WHAT YOU NEED TO DO:
Continue the Gresham mayor's statement on homelessness, starting after its last sentence.

TEXT UNDER STUDY:

-- Opening Marker --

Homelessness is the biggest challenge in local government today. There are many causes, but chief among them is a national opiate and methamphetamine abuse epidemic. There are 4 million needles distributed each year at Multnomah County needle exchanges. That’s over five needles for each person in Multnomah County distributed each year. Further, there are 3.2 million opiate prescriptions issued in Oregon each year. That is 92 opiate prescriptions for every 100 residents in the state.
While most of the Portland region has turned a blind eye to this issue, Gresham has never wavered in our unambiguous duty to protect our neighborhoods and our families. As your Mayor, I will always lead with compassion, but I will never turn my back on our fundamental duty to protect our families, neighborhoods, and community livability.

-- Closing Marker --

DATA SECTION:
-- Opening Marker --

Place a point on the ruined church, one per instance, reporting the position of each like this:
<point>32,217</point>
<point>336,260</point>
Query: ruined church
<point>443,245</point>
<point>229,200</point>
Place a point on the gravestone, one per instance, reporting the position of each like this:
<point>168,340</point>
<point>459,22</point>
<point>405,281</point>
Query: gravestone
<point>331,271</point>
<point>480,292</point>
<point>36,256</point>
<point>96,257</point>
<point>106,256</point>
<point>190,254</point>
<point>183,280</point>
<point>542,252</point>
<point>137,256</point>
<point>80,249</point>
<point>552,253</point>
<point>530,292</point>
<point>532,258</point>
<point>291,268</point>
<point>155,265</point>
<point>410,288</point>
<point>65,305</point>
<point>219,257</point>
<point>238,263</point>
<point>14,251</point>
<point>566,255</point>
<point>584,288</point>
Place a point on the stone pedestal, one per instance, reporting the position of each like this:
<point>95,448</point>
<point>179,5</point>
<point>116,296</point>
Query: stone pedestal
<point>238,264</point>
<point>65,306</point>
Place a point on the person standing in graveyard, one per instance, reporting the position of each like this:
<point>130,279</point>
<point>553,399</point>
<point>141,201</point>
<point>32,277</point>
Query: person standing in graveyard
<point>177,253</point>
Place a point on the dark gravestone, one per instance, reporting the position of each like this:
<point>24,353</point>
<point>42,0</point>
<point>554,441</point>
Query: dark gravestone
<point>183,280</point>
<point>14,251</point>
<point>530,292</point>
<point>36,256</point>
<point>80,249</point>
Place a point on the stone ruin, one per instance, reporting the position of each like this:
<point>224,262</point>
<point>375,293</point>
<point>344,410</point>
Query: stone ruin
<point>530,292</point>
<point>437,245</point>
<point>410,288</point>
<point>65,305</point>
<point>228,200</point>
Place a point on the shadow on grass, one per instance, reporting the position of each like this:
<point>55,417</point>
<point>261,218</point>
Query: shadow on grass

-- Closing Marker --

SOLVED EXERCISE:
Mental health issues are also strong contributing factors. Between 1955 and 2005, the State of Oregon reduced the number of public psychiatric hospital beds from nearly 300 per 100,000 residents to under 20 beds per 100,000 residents today. That is a 93.3% decrease in public mental health investment. I will always fight to get our partners in the state and federal government to do their part on this issue as well.
What We’ve Done:
- Created the “Clean Start” program, which pays previously homeless individuals to clean up vacated homeless camps, tidy up our parks, trails, and rights-of-way, and protect Gresham’s livability.
- Launched a regular police patrol on the Springwater Trail to protect it for recreational use, when Portland completely abandoned their stretch of the alignment.
- Hired the City’s first ever homeless services specialist, who has helped hundreds of homeless people get new ID cards and access services to get them off the streets.
- Toughened the City’s parks exclusions code to help trespass people who commit crimes and break the rules in Gresham’s parks.
- Passed new City Codes and held the line firmly against illegal camping, both in public spaces, and dilapidated RV’s parked in the right-of-way.
- Closed down sensitive natural areas adjacent to our neighborhoods to let the environment heal and protect livability.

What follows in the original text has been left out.